§ **Aim of the task**
Could you please return each line of the data that has the word "lamp"?

§ **Stored items from a collection**
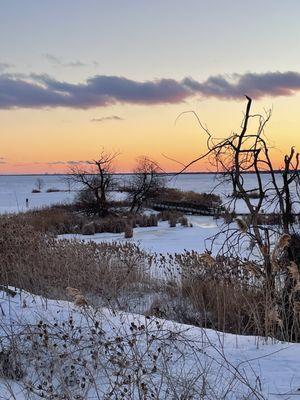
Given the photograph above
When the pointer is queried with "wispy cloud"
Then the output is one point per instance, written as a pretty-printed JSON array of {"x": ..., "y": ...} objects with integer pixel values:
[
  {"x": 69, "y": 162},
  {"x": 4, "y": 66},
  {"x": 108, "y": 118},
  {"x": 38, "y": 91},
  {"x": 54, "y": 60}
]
==
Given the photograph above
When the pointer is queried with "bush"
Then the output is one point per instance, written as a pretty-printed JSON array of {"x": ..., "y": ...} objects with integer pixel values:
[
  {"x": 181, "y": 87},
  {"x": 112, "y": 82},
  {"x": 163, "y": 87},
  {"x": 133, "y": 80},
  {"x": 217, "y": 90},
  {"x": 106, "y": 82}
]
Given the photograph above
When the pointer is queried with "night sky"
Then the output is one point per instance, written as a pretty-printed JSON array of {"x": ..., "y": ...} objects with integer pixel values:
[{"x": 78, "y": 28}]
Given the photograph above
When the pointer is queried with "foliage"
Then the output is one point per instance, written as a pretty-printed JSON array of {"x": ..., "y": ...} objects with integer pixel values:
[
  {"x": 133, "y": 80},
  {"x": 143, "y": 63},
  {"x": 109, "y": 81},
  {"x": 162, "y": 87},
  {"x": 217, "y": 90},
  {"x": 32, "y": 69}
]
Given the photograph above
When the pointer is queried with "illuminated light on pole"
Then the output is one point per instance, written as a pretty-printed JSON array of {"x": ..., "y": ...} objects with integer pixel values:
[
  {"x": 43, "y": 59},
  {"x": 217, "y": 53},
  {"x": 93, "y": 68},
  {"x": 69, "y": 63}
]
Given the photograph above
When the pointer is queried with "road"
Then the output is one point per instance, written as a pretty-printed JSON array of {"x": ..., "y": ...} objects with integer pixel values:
---
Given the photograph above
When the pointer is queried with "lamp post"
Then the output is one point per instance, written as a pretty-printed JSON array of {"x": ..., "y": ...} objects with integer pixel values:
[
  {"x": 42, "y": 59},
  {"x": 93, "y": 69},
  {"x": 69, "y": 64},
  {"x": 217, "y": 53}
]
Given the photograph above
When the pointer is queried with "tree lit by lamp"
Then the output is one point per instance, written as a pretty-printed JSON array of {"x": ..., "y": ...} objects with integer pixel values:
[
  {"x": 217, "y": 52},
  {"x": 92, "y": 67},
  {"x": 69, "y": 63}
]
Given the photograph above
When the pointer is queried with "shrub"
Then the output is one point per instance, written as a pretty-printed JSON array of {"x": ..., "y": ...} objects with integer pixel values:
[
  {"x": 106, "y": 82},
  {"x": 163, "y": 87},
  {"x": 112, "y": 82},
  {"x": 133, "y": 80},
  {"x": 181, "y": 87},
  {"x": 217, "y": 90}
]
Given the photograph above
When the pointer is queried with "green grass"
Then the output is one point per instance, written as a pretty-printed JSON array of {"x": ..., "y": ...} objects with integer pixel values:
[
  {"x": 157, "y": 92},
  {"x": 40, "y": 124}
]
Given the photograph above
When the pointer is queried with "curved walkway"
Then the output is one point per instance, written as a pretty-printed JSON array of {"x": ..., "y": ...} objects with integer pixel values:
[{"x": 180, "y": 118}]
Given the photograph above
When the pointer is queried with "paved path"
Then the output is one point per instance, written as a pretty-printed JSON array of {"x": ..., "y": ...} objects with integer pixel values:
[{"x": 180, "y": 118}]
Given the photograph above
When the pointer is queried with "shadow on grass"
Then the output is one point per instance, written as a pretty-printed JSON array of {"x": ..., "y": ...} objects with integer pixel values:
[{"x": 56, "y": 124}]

§ **Solution to this exercise**
When the pointer is queried with "lamp post"
When the pointer is queried with "tree lit by lamp"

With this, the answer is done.